■ PROMPT ■
List every suspect named in the news report below about the marijuana farm in the forest reserve.

SHS Teacher, 4 Others Arrested For Farming Weed In Forest Reserve

SHS Teacher, 4 Others Arrested For Farming Weed In Forest Reserve
Five suspects, including a senior high school teacher, were detained by the Forestry Commission of Ghana’s Afram Plains North District office for cultivating marijuana inside a forest reserve.
The alleged gang leader, Michael Anakpo, a teacher at Donkorkrom Agric Senior High School, and his collaborators were apprehended while on the about 80-hectare cannabis field inside the forest.
Blewu Nomenyo, Korsi Mawuena, Charles Kale, and Emmanuel Kojo are the other suspects.
However, after attempting to assault the forestry officers, more than ten more suspects who were also found on the cannabis field managed to flee.

■ DATA EXCERPTS ■
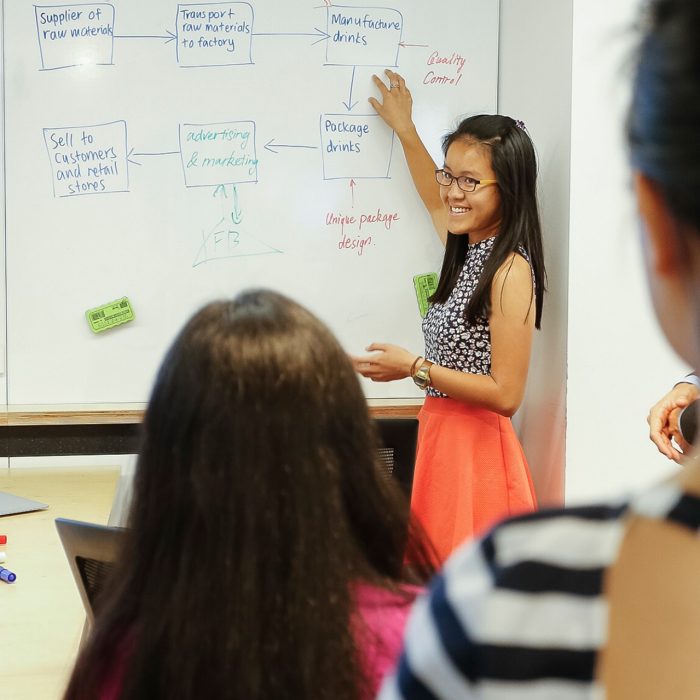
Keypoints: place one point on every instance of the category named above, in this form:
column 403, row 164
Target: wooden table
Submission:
column 41, row 616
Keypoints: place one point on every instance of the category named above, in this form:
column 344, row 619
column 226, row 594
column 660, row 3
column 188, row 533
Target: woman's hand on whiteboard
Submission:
column 387, row 363
column 396, row 103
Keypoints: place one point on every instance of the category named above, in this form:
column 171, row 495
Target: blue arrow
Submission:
column 270, row 146
column 350, row 104
column 317, row 33
column 170, row 36
column 158, row 153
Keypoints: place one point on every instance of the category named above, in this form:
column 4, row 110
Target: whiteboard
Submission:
column 176, row 153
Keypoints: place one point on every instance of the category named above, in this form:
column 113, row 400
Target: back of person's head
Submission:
column 257, row 504
column 663, row 131
column 514, row 164
column 664, row 118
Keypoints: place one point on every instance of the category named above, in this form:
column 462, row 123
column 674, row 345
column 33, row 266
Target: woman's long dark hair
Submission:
column 258, row 504
column 663, row 127
column 515, row 166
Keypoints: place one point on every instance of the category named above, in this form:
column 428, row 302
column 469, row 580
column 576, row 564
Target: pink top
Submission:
column 378, row 630
column 379, row 636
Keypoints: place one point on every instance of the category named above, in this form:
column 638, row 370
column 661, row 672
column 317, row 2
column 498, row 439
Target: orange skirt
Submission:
column 470, row 472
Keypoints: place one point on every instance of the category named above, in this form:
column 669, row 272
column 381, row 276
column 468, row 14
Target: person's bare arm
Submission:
column 395, row 109
column 663, row 420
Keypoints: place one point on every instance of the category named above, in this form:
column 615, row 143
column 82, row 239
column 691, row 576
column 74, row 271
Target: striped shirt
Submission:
column 521, row 614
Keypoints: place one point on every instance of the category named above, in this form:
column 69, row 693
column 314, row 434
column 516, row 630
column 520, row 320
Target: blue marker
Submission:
column 6, row 575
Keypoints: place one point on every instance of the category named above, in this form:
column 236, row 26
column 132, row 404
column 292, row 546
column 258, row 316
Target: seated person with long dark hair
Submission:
column 265, row 551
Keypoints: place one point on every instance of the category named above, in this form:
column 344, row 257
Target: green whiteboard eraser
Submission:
column 109, row 315
column 425, row 285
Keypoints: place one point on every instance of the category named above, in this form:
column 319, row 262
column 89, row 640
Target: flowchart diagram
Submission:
column 93, row 159
column 175, row 151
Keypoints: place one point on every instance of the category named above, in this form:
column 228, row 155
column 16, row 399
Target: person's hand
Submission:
column 396, row 103
column 663, row 420
column 389, row 362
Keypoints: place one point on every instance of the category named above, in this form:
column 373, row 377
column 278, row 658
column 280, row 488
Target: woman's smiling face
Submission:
column 475, row 213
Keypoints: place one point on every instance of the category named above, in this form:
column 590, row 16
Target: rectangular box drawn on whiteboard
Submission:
column 88, row 159
column 218, row 154
column 75, row 35
column 215, row 34
column 363, row 36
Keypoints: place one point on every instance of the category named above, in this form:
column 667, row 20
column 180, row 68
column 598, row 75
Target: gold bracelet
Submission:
column 413, row 366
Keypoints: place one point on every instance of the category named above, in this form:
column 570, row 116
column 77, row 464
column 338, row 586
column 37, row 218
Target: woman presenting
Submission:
column 470, row 468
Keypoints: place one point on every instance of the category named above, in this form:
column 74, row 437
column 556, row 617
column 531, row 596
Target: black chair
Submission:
column 92, row 552
column 92, row 549
column 398, row 451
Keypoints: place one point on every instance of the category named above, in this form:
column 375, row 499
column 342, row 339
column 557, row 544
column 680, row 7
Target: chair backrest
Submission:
column 398, row 451
column 92, row 551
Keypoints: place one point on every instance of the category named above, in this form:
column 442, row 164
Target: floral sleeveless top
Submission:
column 449, row 340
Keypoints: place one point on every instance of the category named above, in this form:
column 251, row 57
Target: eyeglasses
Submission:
column 465, row 183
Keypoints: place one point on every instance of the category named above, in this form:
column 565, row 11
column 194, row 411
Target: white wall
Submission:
column 535, row 86
column 619, row 363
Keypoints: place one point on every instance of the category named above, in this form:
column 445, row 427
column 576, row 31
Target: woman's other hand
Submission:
column 386, row 364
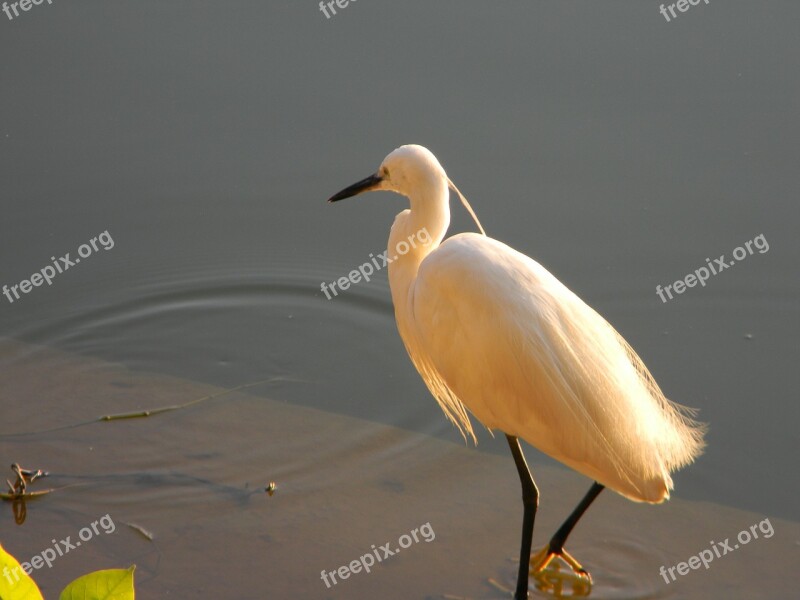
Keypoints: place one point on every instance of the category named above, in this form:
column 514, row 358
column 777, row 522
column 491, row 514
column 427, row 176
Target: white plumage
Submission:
column 493, row 333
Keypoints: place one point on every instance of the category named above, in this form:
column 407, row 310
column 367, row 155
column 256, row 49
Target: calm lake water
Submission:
column 196, row 144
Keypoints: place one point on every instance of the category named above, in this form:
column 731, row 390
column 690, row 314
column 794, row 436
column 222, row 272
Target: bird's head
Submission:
column 404, row 170
column 410, row 170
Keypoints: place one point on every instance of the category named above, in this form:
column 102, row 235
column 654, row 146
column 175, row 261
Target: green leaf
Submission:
column 113, row 584
column 14, row 582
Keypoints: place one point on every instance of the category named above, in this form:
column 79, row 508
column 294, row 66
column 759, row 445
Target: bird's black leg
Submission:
column 560, row 537
column 530, row 501
column 556, row 546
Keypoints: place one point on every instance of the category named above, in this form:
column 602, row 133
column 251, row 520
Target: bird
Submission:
column 495, row 335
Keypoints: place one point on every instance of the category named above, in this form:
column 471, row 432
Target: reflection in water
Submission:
column 196, row 474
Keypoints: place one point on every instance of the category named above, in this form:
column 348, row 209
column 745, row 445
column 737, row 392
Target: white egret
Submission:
column 492, row 332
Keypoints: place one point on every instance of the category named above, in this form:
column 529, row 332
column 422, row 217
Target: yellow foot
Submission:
column 573, row 583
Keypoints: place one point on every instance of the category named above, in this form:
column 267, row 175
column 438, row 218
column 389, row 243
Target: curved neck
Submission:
column 415, row 234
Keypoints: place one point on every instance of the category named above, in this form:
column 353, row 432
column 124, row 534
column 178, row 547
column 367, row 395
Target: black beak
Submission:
column 364, row 185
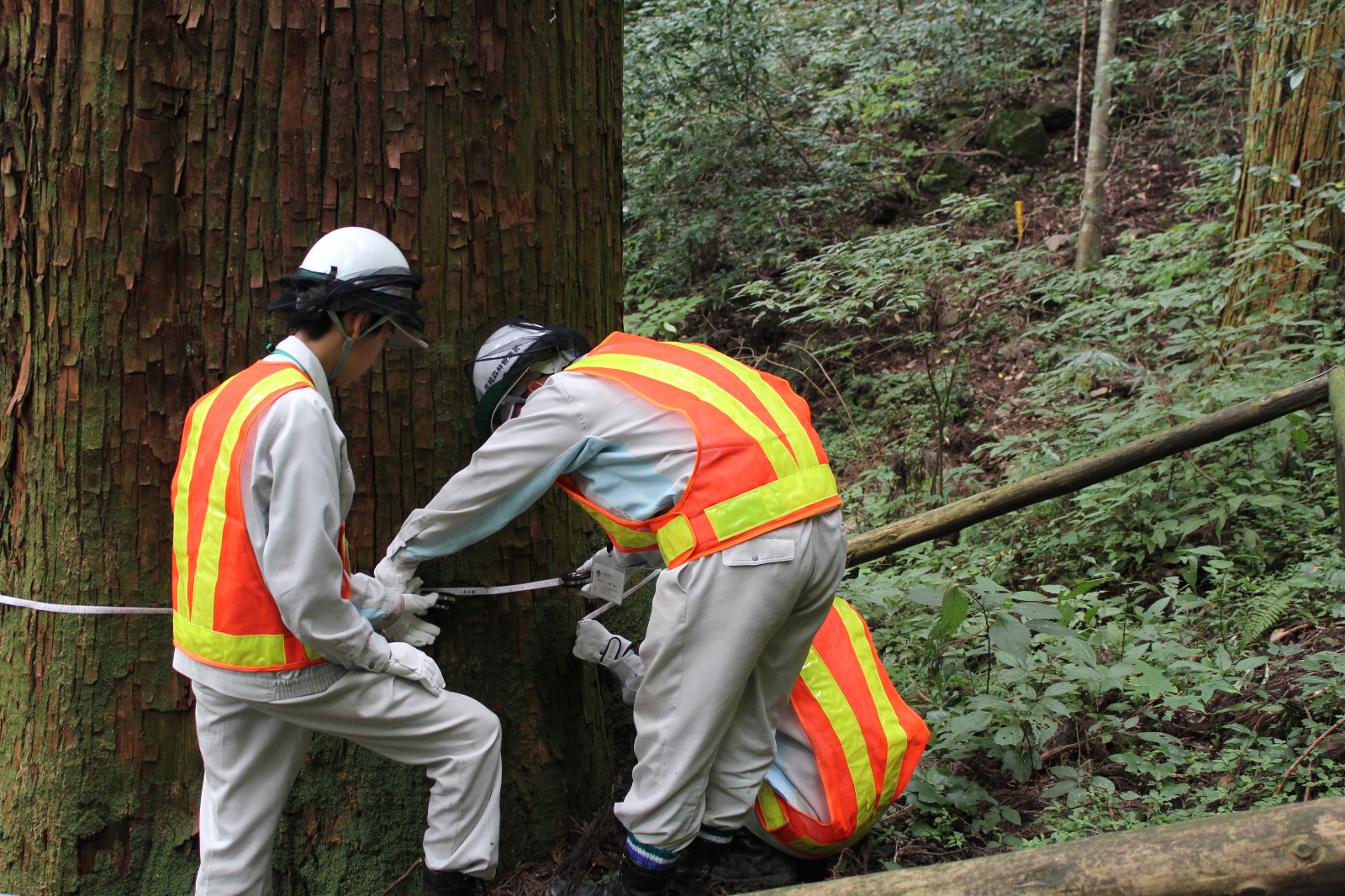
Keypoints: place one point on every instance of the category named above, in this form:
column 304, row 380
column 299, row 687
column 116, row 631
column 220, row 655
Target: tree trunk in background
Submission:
column 1290, row 150
column 1094, row 199
column 161, row 163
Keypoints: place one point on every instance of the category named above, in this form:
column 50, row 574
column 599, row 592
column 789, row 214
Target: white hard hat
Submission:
column 353, row 252
column 514, row 350
column 360, row 268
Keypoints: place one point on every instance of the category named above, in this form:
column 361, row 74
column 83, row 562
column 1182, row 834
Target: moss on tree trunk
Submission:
column 161, row 163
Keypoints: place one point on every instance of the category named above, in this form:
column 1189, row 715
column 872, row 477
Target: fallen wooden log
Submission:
column 1080, row 474
column 1286, row 851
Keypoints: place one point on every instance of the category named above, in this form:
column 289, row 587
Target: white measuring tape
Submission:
column 87, row 609
column 629, row 593
column 84, row 609
column 495, row 589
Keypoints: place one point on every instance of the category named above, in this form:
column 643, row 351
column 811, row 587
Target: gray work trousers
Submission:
column 252, row 752
column 728, row 636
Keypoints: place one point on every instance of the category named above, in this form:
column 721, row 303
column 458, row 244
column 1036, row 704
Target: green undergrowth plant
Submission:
column 757, row 132
column 1114, row 658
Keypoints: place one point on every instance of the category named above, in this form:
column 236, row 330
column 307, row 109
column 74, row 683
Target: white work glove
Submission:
column 396, row 573
column 414, row 631
column 596, row 645
column 409, row 662
column 405, row 625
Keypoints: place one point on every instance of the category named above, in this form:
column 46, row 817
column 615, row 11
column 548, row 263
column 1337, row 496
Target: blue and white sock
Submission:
column 716, row 835
column 650, row 857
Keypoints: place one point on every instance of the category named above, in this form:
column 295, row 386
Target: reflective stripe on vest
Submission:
column 224, row 614
column 759, row 461
column 865, row 739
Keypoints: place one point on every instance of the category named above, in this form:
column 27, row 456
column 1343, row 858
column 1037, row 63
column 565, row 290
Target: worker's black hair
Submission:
column 306, row 298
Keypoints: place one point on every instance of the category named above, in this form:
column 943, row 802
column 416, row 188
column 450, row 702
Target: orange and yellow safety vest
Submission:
column 224, row 614
column 865, row 739
column 759, row 461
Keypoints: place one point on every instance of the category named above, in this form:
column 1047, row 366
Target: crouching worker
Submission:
column 847, row 746
column 693, row 461
column 276, row 634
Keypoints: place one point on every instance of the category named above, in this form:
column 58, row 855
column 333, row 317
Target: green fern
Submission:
column 1266, row 609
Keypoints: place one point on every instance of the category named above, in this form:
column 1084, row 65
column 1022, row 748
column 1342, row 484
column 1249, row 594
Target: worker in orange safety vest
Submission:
column 847, row 746
column 277, row 636
column 696, row 465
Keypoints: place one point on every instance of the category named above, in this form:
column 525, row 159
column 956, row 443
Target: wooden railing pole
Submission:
column 1284, row 851
column 1080, row 474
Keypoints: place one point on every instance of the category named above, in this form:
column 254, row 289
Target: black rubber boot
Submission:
column 692, row 869
column 448, row 883
column 750, row 860
column 631, row 880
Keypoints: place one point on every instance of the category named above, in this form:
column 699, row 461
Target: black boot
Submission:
column 631, row 880
column 692, row 869
column 448, row 883
column 750, row 860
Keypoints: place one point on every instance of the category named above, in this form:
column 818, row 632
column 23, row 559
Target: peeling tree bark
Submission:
column 161, row 163
column 1093, row 203
column 1291, row 148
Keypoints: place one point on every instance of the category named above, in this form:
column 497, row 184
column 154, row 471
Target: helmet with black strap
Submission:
column 518, row 347
column 354, row 269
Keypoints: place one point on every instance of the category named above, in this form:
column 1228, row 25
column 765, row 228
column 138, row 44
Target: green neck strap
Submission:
column 298, row 362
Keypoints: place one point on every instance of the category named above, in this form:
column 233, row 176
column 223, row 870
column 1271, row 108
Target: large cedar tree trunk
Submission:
column 161, row 163
column 1293, row 145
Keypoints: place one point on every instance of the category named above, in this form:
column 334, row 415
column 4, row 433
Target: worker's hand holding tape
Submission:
column 596, row 645
column 407, row 627
column 414, row 665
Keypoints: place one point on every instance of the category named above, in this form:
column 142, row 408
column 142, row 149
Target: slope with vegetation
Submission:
column 810, row 187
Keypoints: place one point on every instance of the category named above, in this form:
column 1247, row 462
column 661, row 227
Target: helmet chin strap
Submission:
column 350, row 340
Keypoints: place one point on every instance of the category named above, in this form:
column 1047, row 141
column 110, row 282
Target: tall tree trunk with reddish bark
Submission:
column 161, row 163
column 1293, row 148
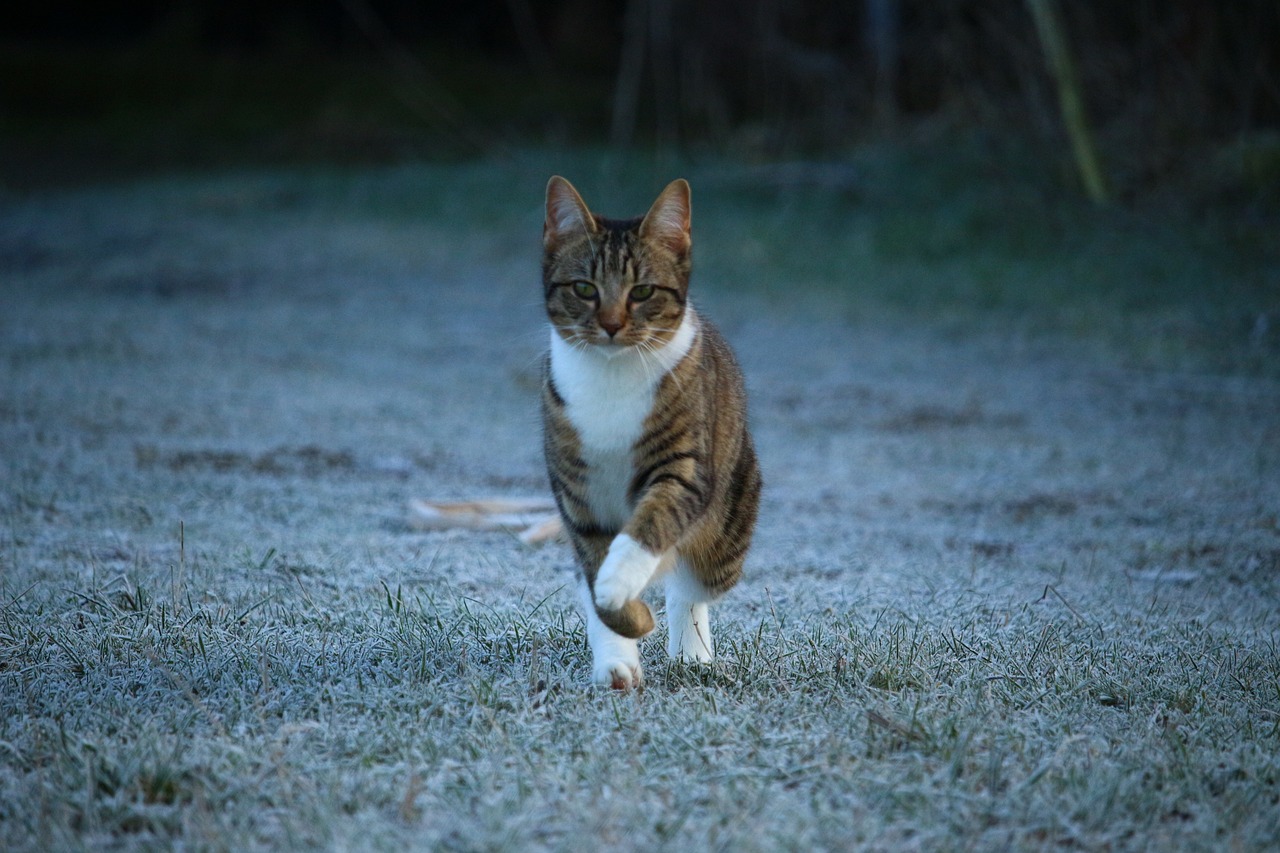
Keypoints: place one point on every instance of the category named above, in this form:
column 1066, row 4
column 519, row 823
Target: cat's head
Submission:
column 616, row 283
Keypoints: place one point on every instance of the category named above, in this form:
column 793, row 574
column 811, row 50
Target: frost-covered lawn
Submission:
column 1015, row 583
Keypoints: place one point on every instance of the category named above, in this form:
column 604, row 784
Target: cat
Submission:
column 645, row 430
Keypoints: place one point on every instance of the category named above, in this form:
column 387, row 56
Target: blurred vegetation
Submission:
column 906, row 154
column 1183, row 94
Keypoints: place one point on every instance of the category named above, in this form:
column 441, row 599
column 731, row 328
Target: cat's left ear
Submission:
column 668, row 222
column 566, row 211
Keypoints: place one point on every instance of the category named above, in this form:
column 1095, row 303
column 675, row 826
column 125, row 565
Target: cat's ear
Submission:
column 566, row 211
column 667, row 222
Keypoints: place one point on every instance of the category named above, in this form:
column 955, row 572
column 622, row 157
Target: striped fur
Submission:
column 644, row 411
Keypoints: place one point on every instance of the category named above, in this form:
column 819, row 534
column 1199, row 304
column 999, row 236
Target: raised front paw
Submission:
column 626, row 570
column 617, row 674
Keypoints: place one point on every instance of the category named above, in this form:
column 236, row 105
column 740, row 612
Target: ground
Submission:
column 1014, row 583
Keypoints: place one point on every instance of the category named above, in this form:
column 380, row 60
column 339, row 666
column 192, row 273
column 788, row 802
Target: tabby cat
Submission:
column 645, row 434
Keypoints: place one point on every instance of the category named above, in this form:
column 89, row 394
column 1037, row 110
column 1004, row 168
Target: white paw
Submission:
column 689, row 633
column 617, row 674
column 626, row 570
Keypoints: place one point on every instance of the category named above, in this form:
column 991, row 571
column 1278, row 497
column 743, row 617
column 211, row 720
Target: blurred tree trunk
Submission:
column 626, row 90
column 882, row 40
column 1048, row 27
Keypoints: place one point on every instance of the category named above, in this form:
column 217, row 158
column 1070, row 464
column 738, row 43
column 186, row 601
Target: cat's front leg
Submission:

■ EXERCISE SOLUTION ■
Michael Anakpo, Blewu Nomenyo, Korsi Mawuena, Charles Kale, Emmanuel Kojo